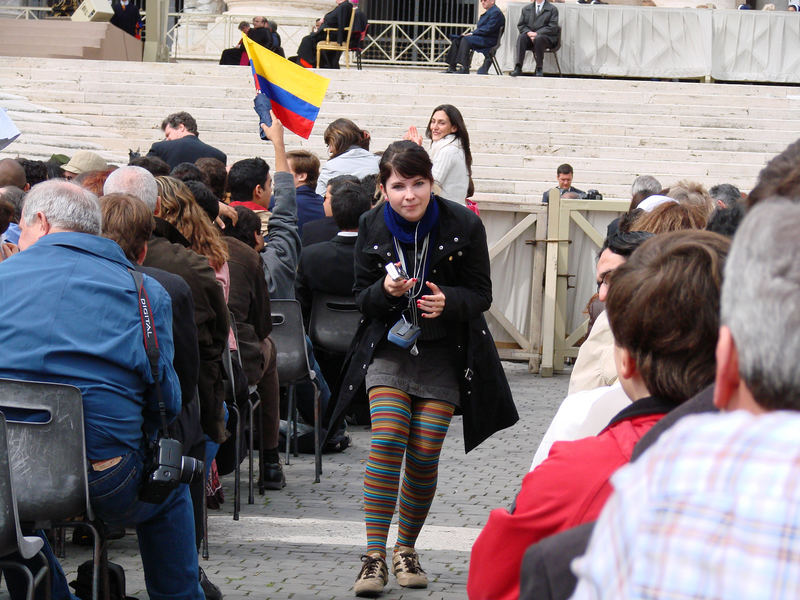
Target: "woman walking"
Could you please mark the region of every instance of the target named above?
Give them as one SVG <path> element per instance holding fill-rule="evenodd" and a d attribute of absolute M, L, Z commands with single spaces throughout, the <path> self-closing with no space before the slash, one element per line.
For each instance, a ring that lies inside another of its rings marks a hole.
<path fill-rule="evenodd" d="M 454 202 L 464 202 L 472 195 L 472 152 L 461 112 L 452 104 L 434 108 L 425 137 L 431 140 L 433 179 L 441 189 L 440 195 Z M 422 136 L 413 125 L 408 128 L 405 139 L 422 146 Z"/>
<path fill-rule="evenodd" d="M 486 232 L 463 205 L 433 195 L 431 169 L 414 142 L 391 144 L 379 175 L 387 201 L 362 217 L 356 242 L 355 289 L 365 320 L 333 422 L 365 384 L 372 442 L 357 596 L 376 596 L 388 582 L 386 541 L 398 490 L 392 571 L 401 586 L 427 587 L 414 546 L 454 411 L 464 414 L 467 451 L 518 418 L 482 316 L 492 301 Z"/>

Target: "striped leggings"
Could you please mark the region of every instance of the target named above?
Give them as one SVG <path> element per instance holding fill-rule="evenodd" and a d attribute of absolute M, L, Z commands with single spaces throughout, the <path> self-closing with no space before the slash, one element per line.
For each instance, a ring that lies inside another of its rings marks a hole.
<path fill-rule="evenodd" d="M 436 493 L 439 453 L 454 407 L 426 398 L 413 400 L 390 387 L 369 390 L 372 445 L 364 474 L 367 553 L 386 556 L 386 538 L 400 489 L 397 544 L 414 547 Z"/>

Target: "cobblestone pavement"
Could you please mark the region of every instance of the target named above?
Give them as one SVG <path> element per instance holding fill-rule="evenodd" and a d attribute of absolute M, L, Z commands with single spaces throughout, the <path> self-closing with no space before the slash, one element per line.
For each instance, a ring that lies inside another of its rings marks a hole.
<path fill-rule="evenodd" d="M 390 575 L 383 598 L 466 598 L 472 543 L 489 511 L 513 501 L 567 391 L 566 375 L 543 379 L 529 374 L 525 364 L 503 365 L 519 423 L 465 455 L 461 419 L 454 419 L 442 451 L 436 499 L 417 544 L 431 583 L 426 590 L 406 590 Z M 350 434 L 350 448 L 323 456 L 321 483 L 313 483 L 313 456 L 301 454 L 285 467 L 287 486 L 282 491 L 268 490 L 264 496 L 256 494 L 253 505 L 247 504 L 244 461 L 239 521 L 232 519 L 233 478 L 223 478 L 226 501 L 221 510 L 209 511 L 210 558 L 201 559 L 200 564 L 226 599 L 353 598 L 351 588 L 366 543 L 361 487 L 369 431 L 357 427 Z M 394 543 L 395 532 L 393 527 L 389 544 Z M 67 545 L 62 564 L 69 580 L 74 579 L 77 565 L 90 557 L 88 549 Z M 109 559 L 124 567 L 128 595 L 146 599 L 132 532 L 111 542 Z"/>

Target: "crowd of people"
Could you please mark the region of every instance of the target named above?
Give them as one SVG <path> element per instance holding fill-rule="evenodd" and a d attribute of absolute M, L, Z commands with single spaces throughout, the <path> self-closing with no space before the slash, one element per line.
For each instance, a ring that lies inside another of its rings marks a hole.
<path fill-rule="evenodd" d="M 301 417 L 313 424 L 319 394 L 338 449 L 347 417 L 361 409 L 371 424 L 353 592 L 381 595 L 390 571 L 427 587 L 415 545 L 452 417 L 463 415 L 466 452 L 519 419 L 483 318 L 489 250 L 462 114 L 436 106 L 429 144 L 409 127 L 385 149 L 336 119 L 324 164 L 287 152 L 277 118 L 261 124 L 272 166 L 228 165 L 187 112 L 162 130 L 124 166 L 89 151 L 0 160 L 0 343 L 16 349 L 0 377 L 79 388 L 92 505 L 136 528 L 148 595 L 219 598 L 197 552 L 203 503 L 235 466 L 232 403 L 260 400 L 258 480 L 286 485 L 270 301 L 297 299 L 308 325 L 315 295 L 354 299 L 363 321 L 346 356 L 316 356 L 308 341 Z M 749 194 L 635 178 L 598 254 L 597 293 L 582 299 L 590 327 L 569 396 L 514 506 L 488 515 L 471 599 L 796 597 L 798 160 L 800 142 Z M 559 166 L 542 201 L 597 197 L 573 175 Z M 718 411 L 732 414 L 682 419 Z M 204 473 L 153 502 L 141 488 L 158 436 Z M 45 549 L 53 597 L 71 598 Z M 741 586 L 754 553 L 761 568 Z"/>

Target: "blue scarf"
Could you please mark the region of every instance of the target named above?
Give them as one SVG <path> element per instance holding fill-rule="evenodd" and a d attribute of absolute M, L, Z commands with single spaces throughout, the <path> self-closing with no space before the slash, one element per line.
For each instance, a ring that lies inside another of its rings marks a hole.
<path fill-rule="evenodd" d="M 415 233 L 417 241 L 421 243 L 439 222 L 439 203 L 431 194 L 431 201 L 428 202 L 425 214 L 418 222 L 412 223 L 398 215 L 387 201 L 383 205 L 383 221 L 386 223 L 389 233 L 396 237 L 401 244 L 413 244 Z M 417 225 L 419 225 L 419 229 L 417 229 Z M 430 240 L 430 245 L 433 246 L 433 239 Z"/>

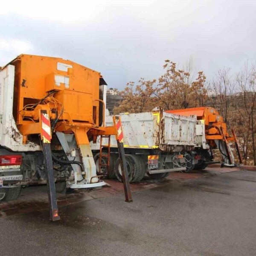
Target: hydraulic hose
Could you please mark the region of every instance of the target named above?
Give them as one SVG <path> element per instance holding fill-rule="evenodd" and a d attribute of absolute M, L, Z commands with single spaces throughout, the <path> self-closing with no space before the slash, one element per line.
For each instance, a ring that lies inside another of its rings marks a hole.
<path fill-rule="evenodd" d="M 69 160 L 63 160 L 62 159 L 59 159 L 58 157 L 56 157 L 53 154 L 52 154 L 52 159 L 57 163 L 61 163 L 63 164 L 77 164 L 79 165 L 80 168 L 81 169 L 81 171 L 82 172 L 84 172 L 84 166 L 83 165 L 78 161 L 74 161 L 72 160 L 70 161 Z M 83 180 L 84 179 L 84 176 L 82 174 L 82 176 L 83 177 L 83 179 L 81 180 L 79 180 L 79 181 L 81 181 Z"/>

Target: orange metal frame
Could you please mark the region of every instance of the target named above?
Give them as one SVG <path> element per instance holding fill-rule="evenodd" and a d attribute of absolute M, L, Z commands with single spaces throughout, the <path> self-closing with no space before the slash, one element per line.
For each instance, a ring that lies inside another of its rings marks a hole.
<path fill-rule="evenodd" d="M 30 134 L 42 135 L 42 110 L 54 120 L 57 109 L 61 114 L 55 131 L 74 133 L 79 145 L 89 144 L 88 137 L 95 141 L 98 135 L 116 134 L 104 120 L 99 126 L 99 72 L 68 60 L 33 55 L 20 55 L 10 64 L 15 68 L 13 115 L 24 143 Z"/>

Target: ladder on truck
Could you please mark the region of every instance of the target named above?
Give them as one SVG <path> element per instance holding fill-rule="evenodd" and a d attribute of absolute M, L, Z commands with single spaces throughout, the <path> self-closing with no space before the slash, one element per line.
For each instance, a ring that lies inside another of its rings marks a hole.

+ + + +

**Problem details**
Could you retype the lines above exactly, from the very first one through the line containing "486 232 L 463", and leave out any pictures?

**Task result**
Target: "woman walking"
Could you please mark the region of every instance of the target named above?
Give them as one SVG <path> element per instance holding fill-rule="evenodd" and a d attribute of absolute M, L, Z commands with single spaces throughout, the <path> self-closing with no space before the slash, one element per line.
For each instance, a ring that lies inside another of its rings marks a hole.
<path fill-rule="evenodd" d="M 454 202 L 464 202 L 472 195 L 472 152 L 461 112 L 452 104 L 434 108 L 425 137 L 431 140 L 433 179 L 441 189 L 440 195 Z M 422 136 L 413 125 L 408 128 L 405 139 L 422 146 Z"/>
<path fill-rule="evenodd" d="M 486 232 L 463 205 L 433 195 L 431 169 L 414 142 L 391 144 L 379 175 L 387 201 L 362 217 L 356 242 L 355 289 L 365 320 L 333 422 L 365 384 L 372 442 L 357 596 L 376 596 L 388 582 L 386 541 L 398 490 L 392 571 L 401 586 L 427 587 L 414 546 L 454 411 L 464 414 L 467 451 L 518 418 L 482 316 L 492 301 Z"/>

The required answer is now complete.